▶ _WORK ITEM A_: From the text about the Sarin Reaper basement show, list each band member it names along with the role that person plays in the band.
▶ _WORK ITEM B_: Print the passage from the text about the Sarin Reaper basement show that begins at the words "Whether the decision" and stops after "a way to go.".

▶ _TEXT SHOWN_:
--------

As I noted above, basement shows have no rules. What they do have, however, is neighbors. Neighbors who work on Monday mornings and who are definitely going to call the cops if things go too late. Even on the Eastside. As the nominal headliners hurried to set up, they watched the clock tick past 11pm and watched a good portion of the crowd vanish – some headed home in preparation for their own early morning jobs, others were simply outside decompressing, sated by Spiter. They may have sensed this.
Sarin Reaper are part of the incestuous KC scene captured by Dirtbag Distro. As an outsider I can’t be sure on the rules, but it appears each musician on the label must be in two or three other bands on the roster. And every band must part ways with one member every few months. I’m not sure if everyone on the label must be tall, thin, and attractive or if that’s just Sarin Reapers’ thing. But they’ve got that taken care of either way. For now, the band lines up as vocalist Luke Iliff, guitarist Jame Mendenhall, bassist Solomon Sharbono, and drummer Bob Corvus. Iliff fronts the band. He’s shirtless with long hair covering his face and much of his torso. He spends most of the set doubled over, screaming as much as shrieking. His vocals, like most everything about the band, straddles multiple genres, and the quartet owes as much to d-beat and crust as it does to black metal. I suspect that is a result of the label-mandated crosspollination.
Whether the decision of the band or the proprietor, the bulb that illuminated the basement was now at its dimmest moment of the night. I moved to the other side of the room in hopes of seeing the band – photos were a lost cause at this point. Only a dozen fans remained in the basement. They jumped. They whipped me with their sweet-smelling hair. And once or twice they careened into me. I ducked down to stay out of the way, but instead found myself perilously close to the DIY nailed gauntlet of Sharbono. That’d be a hell of a way to go.
Freed from my photographic responsibilities and just a bit tired, I quicky lost myself in the band’s music. One short song piled on top of another. A howling guitar here. A rattling bass there. Syncopated rhythms and anguished screams. Before I realized it, the band had announced the final song of its short twenty-minute set. I was pretty sure I didn’t have a usable photo, I definitely didn’t have any video, and I hadn’t the foggiest notion of how the band’s songs were composed – the basement just didn’t allow for any of that. What I did have, however, was a good time. There are pros and cons of basement shows, but it all comes down to that one thing – did you have a good time?

--------

▶ _Stored entries_:

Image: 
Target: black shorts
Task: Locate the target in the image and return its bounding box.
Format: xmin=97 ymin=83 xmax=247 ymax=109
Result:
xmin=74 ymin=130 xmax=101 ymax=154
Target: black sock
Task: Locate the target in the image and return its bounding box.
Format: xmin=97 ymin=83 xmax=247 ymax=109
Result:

--------

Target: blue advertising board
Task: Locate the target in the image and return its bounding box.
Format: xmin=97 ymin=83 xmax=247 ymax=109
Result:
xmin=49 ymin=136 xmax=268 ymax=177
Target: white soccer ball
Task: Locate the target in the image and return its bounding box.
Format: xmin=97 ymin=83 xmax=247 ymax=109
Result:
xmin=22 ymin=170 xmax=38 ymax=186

--------

▶ _YOUR SOLUTION A_:
- Luke Iliff: vocalist
- Jame Mendenhall: guitarist
- Solomon Sharbono: bassist
- Bob Corvus: drummer

▶ _YOUR SOLUTION B_:
Whether the decision of the band or the proprietor, the bulb that illuminated the basement was now at its dimmest moment of the night. I moved to the other side of the room in hopes of seeing the band – photos were a lost cause at this point. Only a dozen fans remained in the basement. They jumped. They whipped me with their sweet-smelling hair. And once or twice they careened into me. I ducked down to stay out of the way, but instead found myself perilously close to the DIY nailed gauntlet of Sharbono. That’d be a hell of a way to go.